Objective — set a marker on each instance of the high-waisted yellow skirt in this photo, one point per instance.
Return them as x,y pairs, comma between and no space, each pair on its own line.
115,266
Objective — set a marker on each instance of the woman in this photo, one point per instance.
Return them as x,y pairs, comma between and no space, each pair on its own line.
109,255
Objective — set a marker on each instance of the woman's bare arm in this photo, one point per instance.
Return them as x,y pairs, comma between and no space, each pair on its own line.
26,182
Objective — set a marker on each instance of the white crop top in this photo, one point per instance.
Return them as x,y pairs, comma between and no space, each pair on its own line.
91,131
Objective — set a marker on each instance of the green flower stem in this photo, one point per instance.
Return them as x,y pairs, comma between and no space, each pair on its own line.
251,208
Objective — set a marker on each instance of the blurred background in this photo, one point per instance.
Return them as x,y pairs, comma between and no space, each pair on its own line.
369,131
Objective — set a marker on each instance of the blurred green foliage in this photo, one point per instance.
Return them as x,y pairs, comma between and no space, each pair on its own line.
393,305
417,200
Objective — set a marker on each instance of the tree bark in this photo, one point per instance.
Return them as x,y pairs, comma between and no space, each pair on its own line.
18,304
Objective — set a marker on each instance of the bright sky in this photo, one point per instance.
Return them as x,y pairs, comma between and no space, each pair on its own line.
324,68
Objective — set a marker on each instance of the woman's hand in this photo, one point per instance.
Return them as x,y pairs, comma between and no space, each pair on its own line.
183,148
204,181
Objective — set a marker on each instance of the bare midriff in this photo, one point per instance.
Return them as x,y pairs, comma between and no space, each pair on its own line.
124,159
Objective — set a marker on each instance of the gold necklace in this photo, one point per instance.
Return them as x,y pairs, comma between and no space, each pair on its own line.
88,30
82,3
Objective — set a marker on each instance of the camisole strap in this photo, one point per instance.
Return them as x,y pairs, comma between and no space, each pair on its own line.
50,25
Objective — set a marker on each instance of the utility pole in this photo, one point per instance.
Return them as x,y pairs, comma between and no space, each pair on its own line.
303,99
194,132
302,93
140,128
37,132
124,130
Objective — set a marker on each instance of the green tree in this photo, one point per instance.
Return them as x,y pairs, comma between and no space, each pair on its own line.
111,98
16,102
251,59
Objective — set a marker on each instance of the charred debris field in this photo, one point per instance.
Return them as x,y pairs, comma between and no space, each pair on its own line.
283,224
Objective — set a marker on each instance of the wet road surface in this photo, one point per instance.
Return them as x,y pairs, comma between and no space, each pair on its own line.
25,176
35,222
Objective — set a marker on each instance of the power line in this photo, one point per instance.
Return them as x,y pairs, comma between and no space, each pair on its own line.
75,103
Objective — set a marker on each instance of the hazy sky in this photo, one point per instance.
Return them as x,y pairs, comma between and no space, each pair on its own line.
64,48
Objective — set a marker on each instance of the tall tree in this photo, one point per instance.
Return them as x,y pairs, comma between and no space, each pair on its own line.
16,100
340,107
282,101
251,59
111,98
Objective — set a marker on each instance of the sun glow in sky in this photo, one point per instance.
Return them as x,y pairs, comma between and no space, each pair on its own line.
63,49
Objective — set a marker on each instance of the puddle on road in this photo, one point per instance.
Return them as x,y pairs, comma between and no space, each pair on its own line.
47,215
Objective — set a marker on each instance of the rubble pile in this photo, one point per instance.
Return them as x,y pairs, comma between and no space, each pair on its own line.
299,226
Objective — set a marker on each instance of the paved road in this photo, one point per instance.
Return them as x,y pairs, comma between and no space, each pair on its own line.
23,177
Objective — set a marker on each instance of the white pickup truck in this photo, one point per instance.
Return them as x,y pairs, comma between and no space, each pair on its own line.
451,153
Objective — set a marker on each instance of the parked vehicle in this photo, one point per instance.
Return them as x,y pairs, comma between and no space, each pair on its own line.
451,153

• • • • •

#### SHORT EXERCISE
Repeat all of the material above, swapping "set a marker" for "drop a pin" everywhere it occurs and changing nothing else.

#### RESULT FOR THIS EXERCISE
Objective — drop a pin on each instance of the high-waisted yellow skirt in this photo, one point per instance.
Return them as x,y pairs, comma between and no space, each pair on its own line.
115,266
Objective — drop a pin on each instance of the woman in this photo, one point per instance.
Return them as x,y pairs, comma between and no space, each pair on its own line.
109,255
Objective — drop a pin on each instance of the woman's bare arm in this photo, one point per instance.
Return them as x,y pairs, comma between and no space, each pair on its own line.
26,182
Objective — drop a pin on each instance of the white crop top in this photo, one point per instance.
Return them as x,y pairs, comma between and no space, each pair on its own line.
91,131
Objective — drop a pin on each instance of the green flower stem in this photo, one point per instance.
Return them as x,y pairs, comma between and no space, each pair on its own line.
251,208
Objective — drop a pin on each instance of the blurred background in this photo, one point per instance.
Return them as x,y pairs, comma between and no space, each pair on its own line.
369,131
Objective — drop a pin on each instance of the blurred green foliage in this photo, one point per instance.
Return them as x,y pairs, comma between and no space, each pair on its own line.
393,305
417,200
Objective — drop a pin on each instance of the tree bark in this photo, one point per instance.
Return them as x,y pairs, comma between and no space, each pair on its own line.
18,304
Objective — drop a pin on each instance of the bright sky in this photo, one point per instance.
Return them as x,y pairs, comma between and no space, each pair on its own line.
324,68
Objective — drop a pin on each instance of the woman's hand in this photo, one point per instance.
Return them as x,y pairs, comma between and no space, each pair on its own line.
183,148
204,181
Objective — drop a pin on each instance of the bare midriff in this photo, one point per instance.
Return them as x,y pairs, comma between and no space, each pair on its own line.
124,159
Objective — drop a pin on each instance of the gold necklace in this photo, one point per instance.
Return them as x,y pairs, comma between and no space, each pair on its own line.
88,30
82,3
Objective — drop a pin on each instance of the camisole strap in this photo, one point per instance.
Return them as x,y pairs, comma between and no space, each pair on its own line.
50,25
Objective — drop a pin on each instance of the utility pole in this photo, one point per instance.
Return them as x,y pairs, comma between and no space, each pair on its own line.
303,99
194,132
302,93
140,128
37,132
124,130
Objective — drop a pin on each instance of the green tree in this photo, one point per instance.
Return them as x,y pairs, comma between and no space, each pair on its own line.
111,98
16,102
251,59
Objective — drop a pin on each instance of the charred debris field in this photo, one point per instance.
Return them as x,y pairs, comma between and no space, each pair on its own line.
283,224
Objective — drop a pin on each instance of the wet road surface in this photo, one point per instance.
Return them as x,y pairs, comma between and no space, each pair on its own line.
25,176
35,222
Objective — drop a pin on each instance of the power line in this photo, one point per instance.
Return them as x,y pairs, comma between and no space, each pair on its own line.
75,103
Objective — drop a pin on each instance of the hazy sky in this photo, one point per instance.
Return them as x,y pairs, comma between and no space, each pair on its own line.
64,48
Objective — drop a pin on each instance of the tall tree in this photo, one point per instance.
Return them as x,y pairs, comma between and no space, each pair on its own line.
16,100
340,107
282,101
251,59
111,98
Objective — drop a pin on each instance of the sun glow in sky in this photo, one point per instance.
Return them as x,y pairs, comma between and no space, each pair on its own line.
63,49
Objective — drop a pin on each instance of the puddle on road in this photo, one point per instance.
Return them as x,y pairs, comma between and no space, each pair on its own line.
47,215
Objective — drop a pin on each instance of the rubble pile in this photo, one point per instance.
Return them as x,y pairs, comma between and no space, each pair on its own line.
299,226
Objective — drop a pin on each instance of the paved road in this photo, one point per instance.
Return them as x,y pairs, comma between and no space, each pair on its own line.
23,177
Objective — drop a pin on each instance of the white pickup truck in this photo, one point per instance.
Return them as x,y pairs, comma between and no space, each pair on its own line.
451,153
Objective — drop a pin on each instance of the parked vehicle in this photo, one point per instance.
Return them as x,y pairs, comma between and no space, each pair on its own line.
451,153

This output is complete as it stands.